## WRITTEN PROBLEM A
Answer these questions from the passage on Nathaniel Vannoy Jr.'s court case:
(i) How much bond was each man under for the malicious mischief charge?
(ii) At which court were both men ordered to appear?
(iii) What was the total of the bonds for both men on both charges?

## SOURCE PASSAGE
○ ○ ○ ○ ○ ○ ○
The two criminal charges against Nathaniel Vannoy Jr. were on the docket for the September 1815 session of court, but he failed to appear when his case was called.  The court issued two statements addressing this fact, one for each of the charges against him.  In the first, he and his security Francis Vannoy were under a bond of £200 each for Vannoy’s appearance for the malicious mischief charge.  In the second, they were each under a £250 bond for his appearance on the charge of petit larceny.  The sheriff was ordered to inform both men that they were to appear at the next court in March 1816 to answer as to why they failed to appear at the present session. 

 

The purpose of the bonds – a total of £900 for both men on both charges – was to ensure that Nathaniel Vannoy Jr. showed up to court.  With his failure to do so, they risked forfeiting the bond and facing a significant financial setback.

 

 

Click to view the court’s response for his failure to appear on the two charges.

 

 

1816:  “Beware the Ides of March”
○ ○ ○ ○ ○ ○ ○
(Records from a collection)
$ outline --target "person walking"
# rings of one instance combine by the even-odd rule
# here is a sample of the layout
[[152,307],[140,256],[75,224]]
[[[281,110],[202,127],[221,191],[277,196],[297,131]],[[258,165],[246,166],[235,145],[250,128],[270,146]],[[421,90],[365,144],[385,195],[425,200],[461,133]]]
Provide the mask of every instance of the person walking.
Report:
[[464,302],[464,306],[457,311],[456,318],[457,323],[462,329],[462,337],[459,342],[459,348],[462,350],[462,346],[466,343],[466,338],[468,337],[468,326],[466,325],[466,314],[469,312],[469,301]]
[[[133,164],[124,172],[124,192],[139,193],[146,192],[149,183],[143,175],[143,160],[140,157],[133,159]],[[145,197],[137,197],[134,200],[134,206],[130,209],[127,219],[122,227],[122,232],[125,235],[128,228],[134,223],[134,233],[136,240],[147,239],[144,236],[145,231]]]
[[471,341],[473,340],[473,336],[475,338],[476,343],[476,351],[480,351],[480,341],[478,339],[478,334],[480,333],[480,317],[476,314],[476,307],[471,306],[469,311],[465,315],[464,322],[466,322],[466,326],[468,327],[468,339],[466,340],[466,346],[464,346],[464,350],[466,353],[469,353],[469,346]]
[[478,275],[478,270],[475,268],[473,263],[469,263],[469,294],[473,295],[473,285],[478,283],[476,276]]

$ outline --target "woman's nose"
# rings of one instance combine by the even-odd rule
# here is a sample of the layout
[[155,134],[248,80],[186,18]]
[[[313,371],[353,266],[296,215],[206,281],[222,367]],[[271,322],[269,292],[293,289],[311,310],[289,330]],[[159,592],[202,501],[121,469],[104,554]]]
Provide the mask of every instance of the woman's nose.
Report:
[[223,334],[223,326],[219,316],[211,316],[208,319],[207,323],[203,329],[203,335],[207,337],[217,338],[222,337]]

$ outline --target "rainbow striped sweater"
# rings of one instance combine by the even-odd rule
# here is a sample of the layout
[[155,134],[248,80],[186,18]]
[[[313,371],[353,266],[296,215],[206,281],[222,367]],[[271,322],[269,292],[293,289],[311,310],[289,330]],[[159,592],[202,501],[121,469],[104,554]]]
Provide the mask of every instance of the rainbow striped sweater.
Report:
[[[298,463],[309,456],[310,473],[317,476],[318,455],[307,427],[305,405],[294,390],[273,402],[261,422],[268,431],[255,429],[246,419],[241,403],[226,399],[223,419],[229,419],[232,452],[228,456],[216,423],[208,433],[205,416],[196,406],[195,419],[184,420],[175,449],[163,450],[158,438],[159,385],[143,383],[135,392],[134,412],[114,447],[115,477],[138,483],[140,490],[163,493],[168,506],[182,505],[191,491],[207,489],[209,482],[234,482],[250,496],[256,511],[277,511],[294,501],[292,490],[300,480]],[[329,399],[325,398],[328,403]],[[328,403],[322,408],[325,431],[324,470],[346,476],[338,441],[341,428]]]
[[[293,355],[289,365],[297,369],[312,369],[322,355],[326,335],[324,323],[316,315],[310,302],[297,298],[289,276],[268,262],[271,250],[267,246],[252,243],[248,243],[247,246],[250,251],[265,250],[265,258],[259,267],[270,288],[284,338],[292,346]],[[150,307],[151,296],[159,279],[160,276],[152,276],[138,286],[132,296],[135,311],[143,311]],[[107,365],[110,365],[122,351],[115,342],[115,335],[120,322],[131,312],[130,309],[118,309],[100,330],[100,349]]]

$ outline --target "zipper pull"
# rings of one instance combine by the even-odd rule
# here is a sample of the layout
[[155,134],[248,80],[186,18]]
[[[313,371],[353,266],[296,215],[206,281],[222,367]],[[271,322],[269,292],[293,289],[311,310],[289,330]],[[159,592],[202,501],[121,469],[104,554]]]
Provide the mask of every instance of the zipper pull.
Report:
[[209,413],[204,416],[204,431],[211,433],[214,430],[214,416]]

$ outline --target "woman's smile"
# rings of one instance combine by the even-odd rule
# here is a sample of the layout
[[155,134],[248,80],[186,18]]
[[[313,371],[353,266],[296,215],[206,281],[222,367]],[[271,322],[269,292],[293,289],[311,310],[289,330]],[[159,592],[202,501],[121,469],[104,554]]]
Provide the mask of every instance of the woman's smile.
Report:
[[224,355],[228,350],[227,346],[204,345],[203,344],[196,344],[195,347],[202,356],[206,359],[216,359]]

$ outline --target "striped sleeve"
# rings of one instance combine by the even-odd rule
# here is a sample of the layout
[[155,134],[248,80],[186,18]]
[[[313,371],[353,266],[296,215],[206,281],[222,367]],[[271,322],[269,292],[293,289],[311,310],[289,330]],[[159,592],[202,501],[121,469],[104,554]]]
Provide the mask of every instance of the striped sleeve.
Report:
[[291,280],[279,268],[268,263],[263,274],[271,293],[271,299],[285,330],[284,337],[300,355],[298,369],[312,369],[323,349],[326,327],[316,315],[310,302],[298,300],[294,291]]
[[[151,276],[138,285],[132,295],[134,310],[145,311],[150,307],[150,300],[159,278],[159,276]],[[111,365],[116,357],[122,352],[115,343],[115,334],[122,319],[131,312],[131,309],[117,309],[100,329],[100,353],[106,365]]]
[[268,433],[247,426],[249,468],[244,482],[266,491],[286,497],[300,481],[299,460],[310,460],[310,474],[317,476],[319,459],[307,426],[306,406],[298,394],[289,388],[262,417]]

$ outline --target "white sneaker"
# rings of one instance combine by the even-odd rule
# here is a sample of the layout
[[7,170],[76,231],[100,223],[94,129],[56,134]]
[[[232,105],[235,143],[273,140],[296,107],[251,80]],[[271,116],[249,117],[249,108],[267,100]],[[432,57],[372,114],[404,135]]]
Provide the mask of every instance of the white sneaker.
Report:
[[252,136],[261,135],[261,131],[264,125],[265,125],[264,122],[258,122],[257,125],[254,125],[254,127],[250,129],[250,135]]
○ ○ ○ ○ ○ ○ ○
## WRITTEN PROBLEM B
Select every line in the rows that contains the word "rainbow", and copy those lines.

## TASK SOLUTION A
(i) £200
(ii) The next court, in March 1816
(iii) £900

## TASK SOLUTION B
$ outline --target "rainbow striped sweater"
Provide the mask of every instance of the rainbow striped sweater.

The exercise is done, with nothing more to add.